- ÉNONCÉ 1
Pouvez-vous citer mot pour mot le passage du texte sur Frédéric Rossif qui s'ouvre sur les mots contenant "Chirurgien Leibovici, Omaha" et se termine par "Paris en 1990." ?

- EXTRAIT À LIRE
________________

Chirurgien Leibovici, Omaha Beach, amant 49

Frédéric Rossif (Animaux, Télé, Nüremberg), né à Cetinje, au Montenegro, le 14 août 1922, engagé dans la Légion Etrangère, avait, après Monte Cassino et la campagne d'Italie, débarqué en Provence le 15 août 1944 avec la 1ère Armée du Général de Lattre de Tassigny. Lorsqu'il voulut, ultérieurement, se faire naturaliser Français - ces Monténégrins ne doutent de rien ! - un autre concierge gardien de l'espèce, lui répondit qu'il n'avait aucun papier valable et que, de surcroît, il était entré en France CLANDESTINEMENT ! Il est mort, reconnu, à Paris en 1990.

________________

(Enregistrements de placement de points)
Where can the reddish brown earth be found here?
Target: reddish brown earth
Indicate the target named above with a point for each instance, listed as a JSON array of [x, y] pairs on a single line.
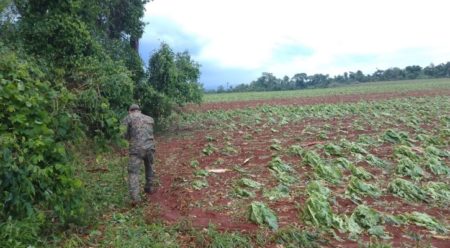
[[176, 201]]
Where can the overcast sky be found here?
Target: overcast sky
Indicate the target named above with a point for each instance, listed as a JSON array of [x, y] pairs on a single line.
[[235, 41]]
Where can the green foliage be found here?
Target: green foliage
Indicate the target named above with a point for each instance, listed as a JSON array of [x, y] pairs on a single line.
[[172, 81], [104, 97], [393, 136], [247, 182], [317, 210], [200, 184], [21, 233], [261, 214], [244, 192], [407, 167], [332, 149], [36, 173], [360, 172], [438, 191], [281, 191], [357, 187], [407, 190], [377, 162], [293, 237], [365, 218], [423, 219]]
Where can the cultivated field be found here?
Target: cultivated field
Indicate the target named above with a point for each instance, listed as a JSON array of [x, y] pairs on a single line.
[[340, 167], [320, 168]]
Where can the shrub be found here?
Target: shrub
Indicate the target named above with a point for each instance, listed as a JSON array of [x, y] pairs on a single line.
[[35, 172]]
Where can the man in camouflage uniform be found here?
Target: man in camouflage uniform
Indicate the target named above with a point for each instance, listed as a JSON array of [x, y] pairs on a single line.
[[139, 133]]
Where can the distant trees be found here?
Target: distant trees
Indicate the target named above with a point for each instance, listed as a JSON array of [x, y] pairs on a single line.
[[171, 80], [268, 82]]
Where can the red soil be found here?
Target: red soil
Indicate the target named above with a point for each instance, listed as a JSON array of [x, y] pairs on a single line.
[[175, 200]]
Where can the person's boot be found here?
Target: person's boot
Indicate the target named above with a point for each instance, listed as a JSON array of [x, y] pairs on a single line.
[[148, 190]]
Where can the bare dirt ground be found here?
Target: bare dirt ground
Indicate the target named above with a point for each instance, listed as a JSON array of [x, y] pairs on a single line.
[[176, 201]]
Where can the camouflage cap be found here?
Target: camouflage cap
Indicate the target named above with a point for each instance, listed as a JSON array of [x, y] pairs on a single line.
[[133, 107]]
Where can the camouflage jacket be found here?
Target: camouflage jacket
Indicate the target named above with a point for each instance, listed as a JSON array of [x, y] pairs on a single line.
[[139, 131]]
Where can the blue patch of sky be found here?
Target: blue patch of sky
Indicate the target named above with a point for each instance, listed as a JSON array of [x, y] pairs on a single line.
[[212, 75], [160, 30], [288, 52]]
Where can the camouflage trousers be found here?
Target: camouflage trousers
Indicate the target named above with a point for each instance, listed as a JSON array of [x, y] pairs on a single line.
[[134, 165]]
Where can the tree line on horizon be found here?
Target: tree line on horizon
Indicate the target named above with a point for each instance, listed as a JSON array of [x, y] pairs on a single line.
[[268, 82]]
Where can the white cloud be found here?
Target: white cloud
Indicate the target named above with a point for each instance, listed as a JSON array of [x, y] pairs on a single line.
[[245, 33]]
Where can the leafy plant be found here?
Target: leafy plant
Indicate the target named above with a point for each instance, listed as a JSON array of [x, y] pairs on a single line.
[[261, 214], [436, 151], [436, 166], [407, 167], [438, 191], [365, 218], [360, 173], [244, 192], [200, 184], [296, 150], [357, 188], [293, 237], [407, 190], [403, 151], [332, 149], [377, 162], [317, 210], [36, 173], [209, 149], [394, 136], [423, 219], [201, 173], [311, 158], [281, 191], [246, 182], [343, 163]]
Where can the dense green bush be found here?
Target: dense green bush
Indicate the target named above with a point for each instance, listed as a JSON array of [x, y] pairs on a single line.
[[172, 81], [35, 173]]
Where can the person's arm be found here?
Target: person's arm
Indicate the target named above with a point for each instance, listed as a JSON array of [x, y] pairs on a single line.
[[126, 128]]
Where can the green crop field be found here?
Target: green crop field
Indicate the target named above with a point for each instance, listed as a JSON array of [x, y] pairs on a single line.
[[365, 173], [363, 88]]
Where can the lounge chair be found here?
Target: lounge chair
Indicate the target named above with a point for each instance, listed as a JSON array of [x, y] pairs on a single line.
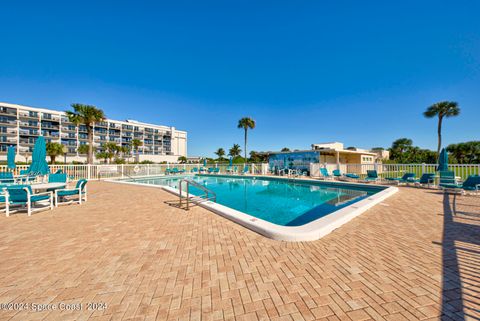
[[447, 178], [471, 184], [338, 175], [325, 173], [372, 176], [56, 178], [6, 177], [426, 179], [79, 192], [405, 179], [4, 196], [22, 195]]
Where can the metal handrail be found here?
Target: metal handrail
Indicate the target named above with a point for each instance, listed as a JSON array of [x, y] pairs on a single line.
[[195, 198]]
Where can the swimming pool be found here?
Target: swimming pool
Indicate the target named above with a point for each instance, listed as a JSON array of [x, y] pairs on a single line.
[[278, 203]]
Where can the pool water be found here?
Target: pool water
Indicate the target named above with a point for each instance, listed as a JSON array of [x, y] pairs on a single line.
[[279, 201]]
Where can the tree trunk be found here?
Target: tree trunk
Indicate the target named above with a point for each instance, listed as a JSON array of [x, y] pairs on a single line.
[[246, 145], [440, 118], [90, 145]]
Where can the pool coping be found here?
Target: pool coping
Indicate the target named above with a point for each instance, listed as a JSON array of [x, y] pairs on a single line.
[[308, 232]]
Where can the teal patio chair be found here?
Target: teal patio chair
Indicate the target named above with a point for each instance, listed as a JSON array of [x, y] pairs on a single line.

________________

- ÉNONCÉ 2
Pouvez-vous afficher chaque ligne des enregistrements qui contient la chaîne "teal" ? La casse compte.

- BONNE RÉPONSE 1
Chirurgien Leibovici, Omaha Beach, amant 49

Frédéric Rossif (Animaux, Télé, Nüremberg), né à Cetinje, au Montenegro, le 14 août 1922, engagé dans la Légion Etrangère, avait, après Monte Cassino et la campagne d'Italie, débarqué en Provence le 15 août 1944 avec la 1ère Armée du Général de Lattre de Tassigny. Lorsqu'il voulut, ultérieurement, se faire naturaliser Français - ces Monténégrins ne doutent de rien ! - un autre concierge gardien de l'espèce, lui répondit qu'il n'avait aucun papier valable et que, de surcroît, il était entré en France CLANDESTINEMENT ! Il est mort, reconnu, à Paris en 1990.

- BONNE RÉPONSE 2
Where can the teal patio chair be found here?
Target: teal patio chair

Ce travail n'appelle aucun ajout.